Look at the entries below and reproduce them exactly.

• **SUPPLIED DATA**:
>>>

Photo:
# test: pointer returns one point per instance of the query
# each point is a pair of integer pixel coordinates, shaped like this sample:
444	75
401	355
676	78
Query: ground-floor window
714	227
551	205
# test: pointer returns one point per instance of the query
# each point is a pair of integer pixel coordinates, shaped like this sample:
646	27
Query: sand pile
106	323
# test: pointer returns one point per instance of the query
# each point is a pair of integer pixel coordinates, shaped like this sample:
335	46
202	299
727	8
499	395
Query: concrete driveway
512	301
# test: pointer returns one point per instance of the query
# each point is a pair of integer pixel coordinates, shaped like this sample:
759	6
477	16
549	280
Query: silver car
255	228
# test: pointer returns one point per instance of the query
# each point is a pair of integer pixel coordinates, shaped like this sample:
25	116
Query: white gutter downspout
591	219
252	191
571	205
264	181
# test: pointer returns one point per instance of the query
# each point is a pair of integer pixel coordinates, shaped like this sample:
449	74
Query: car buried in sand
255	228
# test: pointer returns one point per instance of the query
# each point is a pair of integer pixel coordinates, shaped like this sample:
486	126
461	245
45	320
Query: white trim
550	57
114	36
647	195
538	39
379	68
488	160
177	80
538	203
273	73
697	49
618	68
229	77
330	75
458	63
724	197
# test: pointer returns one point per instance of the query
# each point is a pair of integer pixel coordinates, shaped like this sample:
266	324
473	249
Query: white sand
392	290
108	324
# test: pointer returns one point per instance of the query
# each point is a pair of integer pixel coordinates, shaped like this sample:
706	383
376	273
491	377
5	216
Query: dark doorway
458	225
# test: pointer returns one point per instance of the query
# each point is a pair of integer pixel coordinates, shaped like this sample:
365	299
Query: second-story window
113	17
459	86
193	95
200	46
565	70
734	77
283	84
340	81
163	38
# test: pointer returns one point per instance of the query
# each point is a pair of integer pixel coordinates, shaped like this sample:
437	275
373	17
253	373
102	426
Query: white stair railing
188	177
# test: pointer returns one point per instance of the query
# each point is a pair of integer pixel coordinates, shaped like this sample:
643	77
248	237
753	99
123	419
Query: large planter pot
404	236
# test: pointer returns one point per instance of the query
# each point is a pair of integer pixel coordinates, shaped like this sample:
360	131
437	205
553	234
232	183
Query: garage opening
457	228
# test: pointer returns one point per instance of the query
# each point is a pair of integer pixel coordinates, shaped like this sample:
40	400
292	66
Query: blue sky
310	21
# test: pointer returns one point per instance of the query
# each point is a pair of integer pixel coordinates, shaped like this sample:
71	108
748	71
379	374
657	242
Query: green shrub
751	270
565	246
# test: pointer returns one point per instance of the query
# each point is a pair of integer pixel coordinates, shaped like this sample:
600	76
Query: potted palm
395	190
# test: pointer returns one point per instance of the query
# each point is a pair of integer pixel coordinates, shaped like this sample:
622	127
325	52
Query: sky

<<<

• **FINISHED TASK**:
Photo:
# test: pointer returns one point per instance of the query
# each point is a pair of integer pixel coordinates, shaped like this sample:
444	75
401	355
676	78
Query: ground-floor window
714	227
551	205
# test: pointer returns one point per instance of the query
# each point is a pair of integer pixel coordinates, shaped like this sample:
646	27
Query: sand pile
106	323
# test: pointer returns one point per instance of the query
# each point is a pair of integer pixel coordinates, shaped like this sample:
335	46
202	299
727	8
499	395
Query: concrete driveway
512	301
# test: pointer returns one point per instance of the query
# each point is a pair of integer pixel coordinates, shaped like this sample:
759	6
477	16
549	280
Query: silver car
255	228
# test: pointer returns one point per instance of the query
# each point is a pair of integer pixel coordinates, shaped like this sample:
25	116
Query: white gutter downspout
591	219
252	191
571	205
264	181
# test: pointer returns one point per instance of the query
# each point is a pair of integer pixel coordinates, shaped like this sample:
449	74
Query: car buried in sand
255	228
# test: pointer returns one point per instance of the query
# each point is a pair of integer pixel coordinates, shaped like this sample:
486	126
461	245
45	320
Query: white trim
550	57
114	36
647	195
538	39
379	68
488	160
177	80
538	203
273	73
697	49
618	68
229	77
330	75
458	63
724	197
# test: pointer returns one point per instance of the query
# each point is a pair of integer pixel coordinates, shaped like this sample:
266	324
473	249
Query: white sand
392	290
108	324
# test: pointer returns one point per instance of the query
# each point is a pair of integer pixel coordinates, shaped like this sample:
706	383
376	273
491	377
5	216
Query: dark doorway
458	225
# test: pointer returns one point per instance of the query
# each point is a pair of integer pixel coordinates, shaped like this sample:
365	299
Query: second-story window
113	17
459	86
193	95
200	46
565	70
734	77
283	84
340	81
163	38
# test: pointer returns one point per instance of the query
# each point is a pair of integer pixel coordinates, shaped like this sample:
437	275
373	17
253	373
102	426
Query: white stair railing
188	177
# test: pointer returns one point per instance of the query
# each point is a pair of integer pixel coordinates, shaped like this sample:
643	77
248	237
753	99
123	419
Query: large planter pot
404	236
# test: pointer returns one point per instance of the query
# each point is a pair of integer pixel coordinates, shaped like this sample:
360	131
437	205
553	234
232	183
Query: garage opening
457	228
# test: pointer returns one point per instance of the query
# each point is a pair of integer pixel coordinates, shaped like this sample:
40	400
292	66
Query: blue sky
310	21
# test: pointer returns one point per instance of the query
# each point is a pair of integer pixel coordinates, shaped like this sample:
71	108
748	71
379	374
657	242
Query: green shrub
751	270
565	246
# test: pointer returns one point per instance of the query
# each point is a pair of integer pixel coordinates, shaped like this sample:
600	76
Query: potted palm
395	190
# test: pointer returns one point per instance of the query
# each point is a pair of integer pixel coordinates, shaped like this sample:
622	127
325	52
Query: sky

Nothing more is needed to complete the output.